> Vorliegender Text:
++++++++++++++++++++
Clustering/Die Rolle der Midrange-Plattform verändert sich

Der Datenbank-Server AS/400 als Hochverfügbarkeits-Cluster

19.11.1999
Seit der Betriebssystemversion OS/400 V3R7 ist Clustering auch für die AS/400 kein Fremdwort mehr. Klaus Grüning* beschreibt Funktionsweise und Einsatzmöglichkeiten.

Ursprünglich als reine Datenbankmaschine konzipiert und auf die Zielgruppe mittelständischer Unternehmen zugeschnitten, hat sich die Rolle der AS/400 in den vergangenen Jahren deutlich verändert. IBM öffnete die Plattform für unabhängige Protokolle wie TCP/IP, so daß sie heute auch als Web- oder Lotus-Domino-Server einsetzbar ist. Gleichzeitig wurden die als besonders robust geltenden Rechner immer häufiger auch für Anwendungen und in Unternehmen eingesetzt, die traditionell Mainframe-orientiert waren.
++++++++++++++++++++
> Ziel A:
Prüfe, ob die folgenden Aussagen mit dem Text zur AS/400 übereinstimmen, und belege jede Antwort mit dem entscheidenden Wortlaut: (i) Die AS/400 war ursprünglich als reine Datenbankmaschine gedacht. (ii) IBM hat die Plattform für TCP/IP geöffnet. (iii) Clustering steht für die AS/400 erst ab OS/400 V4R1 zur Verfügung.
Der Text und die Einträge haben unterschiedliche Quellen.

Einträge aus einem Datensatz
++++++++++++++++++++
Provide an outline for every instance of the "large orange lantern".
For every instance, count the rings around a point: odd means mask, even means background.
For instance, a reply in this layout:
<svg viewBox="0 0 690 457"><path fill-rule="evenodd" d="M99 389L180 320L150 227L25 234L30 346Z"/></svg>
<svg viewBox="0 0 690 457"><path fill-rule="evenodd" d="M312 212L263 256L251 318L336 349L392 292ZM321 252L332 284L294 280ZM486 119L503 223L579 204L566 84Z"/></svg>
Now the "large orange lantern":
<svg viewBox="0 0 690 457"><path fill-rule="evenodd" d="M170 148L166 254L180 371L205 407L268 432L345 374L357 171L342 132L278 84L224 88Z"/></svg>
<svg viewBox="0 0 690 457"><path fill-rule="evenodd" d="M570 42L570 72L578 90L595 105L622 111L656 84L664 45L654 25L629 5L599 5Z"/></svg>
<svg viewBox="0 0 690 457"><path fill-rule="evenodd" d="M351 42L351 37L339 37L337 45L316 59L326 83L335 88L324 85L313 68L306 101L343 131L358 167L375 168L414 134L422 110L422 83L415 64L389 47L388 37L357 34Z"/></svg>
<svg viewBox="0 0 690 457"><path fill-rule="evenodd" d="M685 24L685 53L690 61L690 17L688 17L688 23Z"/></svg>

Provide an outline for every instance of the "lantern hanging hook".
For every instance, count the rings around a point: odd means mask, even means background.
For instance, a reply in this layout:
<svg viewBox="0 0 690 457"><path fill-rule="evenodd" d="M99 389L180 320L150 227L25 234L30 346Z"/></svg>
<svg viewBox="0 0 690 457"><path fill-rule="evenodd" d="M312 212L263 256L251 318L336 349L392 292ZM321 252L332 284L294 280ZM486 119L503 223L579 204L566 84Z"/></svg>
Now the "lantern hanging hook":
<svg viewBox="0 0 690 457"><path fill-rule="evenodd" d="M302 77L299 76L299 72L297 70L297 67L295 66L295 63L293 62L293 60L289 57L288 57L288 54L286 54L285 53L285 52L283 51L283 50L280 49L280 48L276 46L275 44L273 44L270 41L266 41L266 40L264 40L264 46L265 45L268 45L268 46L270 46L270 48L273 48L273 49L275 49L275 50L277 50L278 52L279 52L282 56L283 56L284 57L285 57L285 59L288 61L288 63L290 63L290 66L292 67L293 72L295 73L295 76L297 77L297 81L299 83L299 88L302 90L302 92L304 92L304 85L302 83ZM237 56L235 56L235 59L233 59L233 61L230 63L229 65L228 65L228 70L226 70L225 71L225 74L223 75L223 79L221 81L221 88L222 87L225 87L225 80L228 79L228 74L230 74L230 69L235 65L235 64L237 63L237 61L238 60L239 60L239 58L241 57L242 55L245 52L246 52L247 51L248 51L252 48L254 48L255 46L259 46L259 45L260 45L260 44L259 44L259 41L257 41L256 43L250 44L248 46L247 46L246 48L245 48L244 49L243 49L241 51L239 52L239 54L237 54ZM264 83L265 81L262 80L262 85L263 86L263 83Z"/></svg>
++++++++++++++++++++
> Ziel B:
Schreibe den Abschnitt der Einträge vom Anfang bis einschließlich der Zeile, die „24L685 53L690 61L690“ enthält, unverändert ab.

> Musterlösung A:
(i) Ja: „Ursprünglich als reine Datenbankmaschine konzipiert“
(ii) Ja: „IBM öffnete die Plattform für unabhängige Protokolle wie TCP/IP“
(iii) Nein: „Seit der Betriebssystemversion OS/400 V3R7 ist Clustering auch für die AS/400 kein Fremdwort mehr.“

> Musterlösung B:
Provide an outline for every instance of the "large orange lantern".
For every instance, count the rings around a point: odd means mask, even means background.
For instance, a reply in this layout:
<svg viewBox="0 0 690 457"><path fill-rule="evenodd" d="M99 389L180 320L150 227L25 234L30 346Z"/></svg>
<svg viewBox="0 0 690 457"><path fill-rule="evenodd" d="M312 212L263 256L251 318L336 349L392 292ZM321 252L332 284L294 280ZM486 119L503 223L579 204L566 84Z"/></svg>
Now the "large orange lantern":
<svg viewBox="0 0 690 457"><path fill-rule="evenodd" d="M170 148L166 254L180 371L205 407L268 432L345 374L357 171L342 132L278 84L224 88Z"/></svg>
<svg viewBox="0 0 690 457"><path fill-rule="evenodd" d="M570 42L570 72L578 90L595 105L622 111L656 84L664 45L654 25L629 5L599 5Z"/></svg>
<svg viewBox="0 0 690 457"><path fill-rule="evenodd" d="M351 42L351 37L339 37L337 45L316 59L326 83L335 88L324 85L313 68L306 101L343 131L358 167L375 168L414 134L422 110L422 83L415 64L389 47L388 37L357 34Z"/></svg>
<svg viewBox="0 0 690 457"><path fill-rule="evenodd" d="M685 24L685 53L690 61L690 17L688 17L688 23Z"/></svg>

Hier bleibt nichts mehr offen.